* Requirements:
Answer these questions using the post about motivation and awe.
1. How many sisters slept down the hall from the writer as a child?
2. What did the musician show the writer's class at elementary school?
3. Which book does the writer say they have been reading, and who wrote it?

* Source document:
• • •
An infinite source of motivation lies within you.

What did you do as a child that required no effort to do?

Perhaps a game you played for hours and hours.

Most mornings I woke up early, closed my door so as not to disturb my three sisters down the hall, and I would tip this huge white plastic box upside down and a myriad, yes a myriad of Lego pieces would spill over the floor like a saggy Egyptian Pyramid.

I could play Lego for hours and never get bored.

During the day, I would play in the sandpit in the backyard. Again, for hours and hour.

What was it for you?

Write that down.

Think about when you were around the age of 11.

What memory stands out as a moment of true awe about something you saw.

For me, it was when a musician came to my elementary school and showed my class a keyboard synthesiser.

It made voices, sound FXs and I even got to have a turn.

I distinctly recall making some pressings on a single key in front of the whole class.

The keyboard had been set to play quite a phat little square tooth sound actually.

The musician told me to press it in time with an in-built drum beat, also causing me to lose my shit too.

The way an 11 year old does.

Eyes popping, month dropping.

That was the day I fell in love with sythns, drum loop machines and making far out sounds.

It was a true moment of awe for me.

Remember one for yourself yet?

That feeling of awe has motivated me through my whole life.

It inspired me to give over seven years of beatboxing and vocal sound FXs workshops and performances to children in schools, family fairs and public new years eve shows.

It’s been a lot of fun.

Such a long time, and never tiring of the endeavour that causes me to feel awe.

Awe as in awesome.

So many people, especially teenagers and children say awesome.

Us adults are known to say it too.

The thing that brings you awe is a signal that you’re close to the source of your infinite motivational power.

Now say ‘infinite motivational power’ as if shouted out into a great canyon.

Now do the whispering version and make it seem to go on forever.

I’ve been reading, Pathways to Bliss by Joseph Campbell.

Simply brilliant.

I skipped to the chapter on Personal Myth and, while riding to the Chamber of Commerce in Beverly Hills in an uber yesterday, this book said it in a way that I had been looking for.

‘You might ask yourself this question: if I was confronted with a situation of total disaster, if everything I loved and thought I lived for were devastated, what would I live for?’ p.88

‘What would lead me to know that I could go on living and not crack up?’

He says, put aside Maslow’s Hierarchy of Needs and Wants and think outside of that model.

Imagine some new part to the hierarchy, perhaps a simple circle around the triangle?

Here’s the first one I got when google imagin’ it?

orobourous

Is it possible that you have a need and a want outside of food, air, water, shelter, friends, sex, recreation and transcendental meditation?
• • •
* Source excerpt:
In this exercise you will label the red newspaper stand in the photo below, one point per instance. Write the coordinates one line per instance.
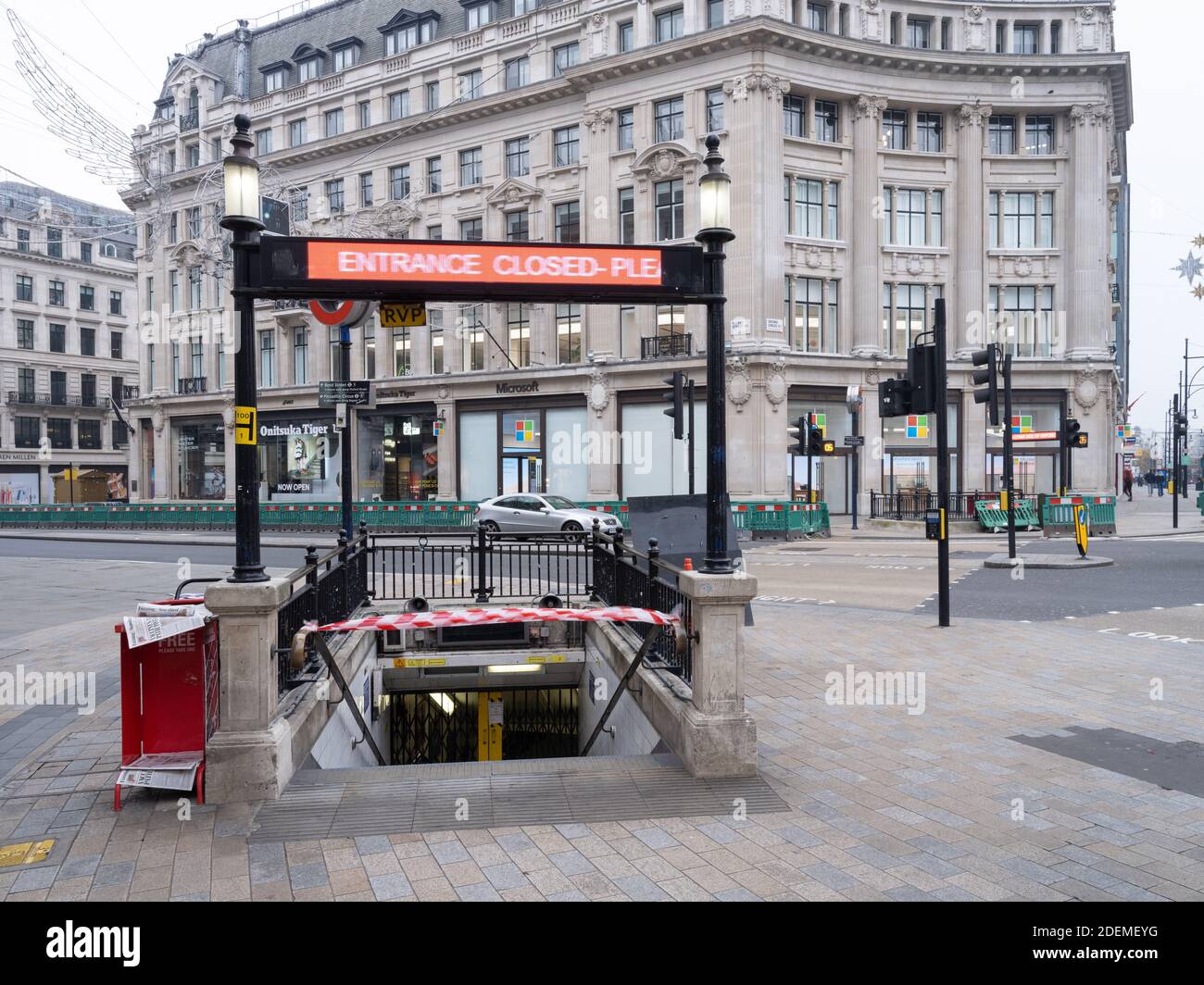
• • •
* Solution for this exercise:
1. Three.
2. A keyboard synthesizer.
3. Pathways to Bliss, by Joseph Campbell.